[Do this]
Could you raise every coordinate in the answers by 102 and write out all lines of the listing from the line with "segment underside of wing" up to and including the last line of the listing, carrying over every other line unchanged? Give only those lines.

[Boundary labeling listing]
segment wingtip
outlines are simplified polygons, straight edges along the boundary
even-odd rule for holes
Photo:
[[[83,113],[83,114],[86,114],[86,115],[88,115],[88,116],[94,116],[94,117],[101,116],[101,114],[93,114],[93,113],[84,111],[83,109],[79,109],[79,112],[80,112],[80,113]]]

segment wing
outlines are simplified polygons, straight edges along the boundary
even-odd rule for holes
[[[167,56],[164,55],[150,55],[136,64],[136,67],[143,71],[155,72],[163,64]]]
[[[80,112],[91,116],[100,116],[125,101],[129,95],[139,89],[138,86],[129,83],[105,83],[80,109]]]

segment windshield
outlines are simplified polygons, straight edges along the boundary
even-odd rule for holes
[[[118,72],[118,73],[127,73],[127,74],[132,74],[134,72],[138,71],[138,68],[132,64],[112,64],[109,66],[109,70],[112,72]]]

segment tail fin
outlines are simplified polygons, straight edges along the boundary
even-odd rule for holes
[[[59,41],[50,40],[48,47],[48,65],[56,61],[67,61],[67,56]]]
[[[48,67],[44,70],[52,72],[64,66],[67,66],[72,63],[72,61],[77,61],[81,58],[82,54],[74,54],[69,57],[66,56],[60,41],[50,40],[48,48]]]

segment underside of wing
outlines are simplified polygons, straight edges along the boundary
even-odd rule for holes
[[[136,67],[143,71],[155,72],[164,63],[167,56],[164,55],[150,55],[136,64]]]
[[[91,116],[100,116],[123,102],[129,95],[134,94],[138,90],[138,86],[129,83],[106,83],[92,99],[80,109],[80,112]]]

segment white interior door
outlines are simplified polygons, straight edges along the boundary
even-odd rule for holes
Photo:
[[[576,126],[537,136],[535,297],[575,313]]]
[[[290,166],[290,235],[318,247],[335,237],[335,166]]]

[Written solution]
segment underside of wing
outlines are simplified polygons, straight edges along the boundary
even-odd rule for holes
[[[238,169],[245,173],[257,174],[266,165],[269,158],[266,157],[252,157],[238,166]]]
[[[193,218],[202,218],[225,204],[231,197],[236,196],[240,192],[240,188],[231,185],[208,185],[194,201],[182,211],[182,214]]]

segment white interior door
outlines are simplified polygons, straight edges along the boundary
even-odd rule for holes
Photo:
[[[678,228],[639,238],[637,399],[677,415]]]
[[[392,268],[392,337],[420,349],[437,339],[437,268]]]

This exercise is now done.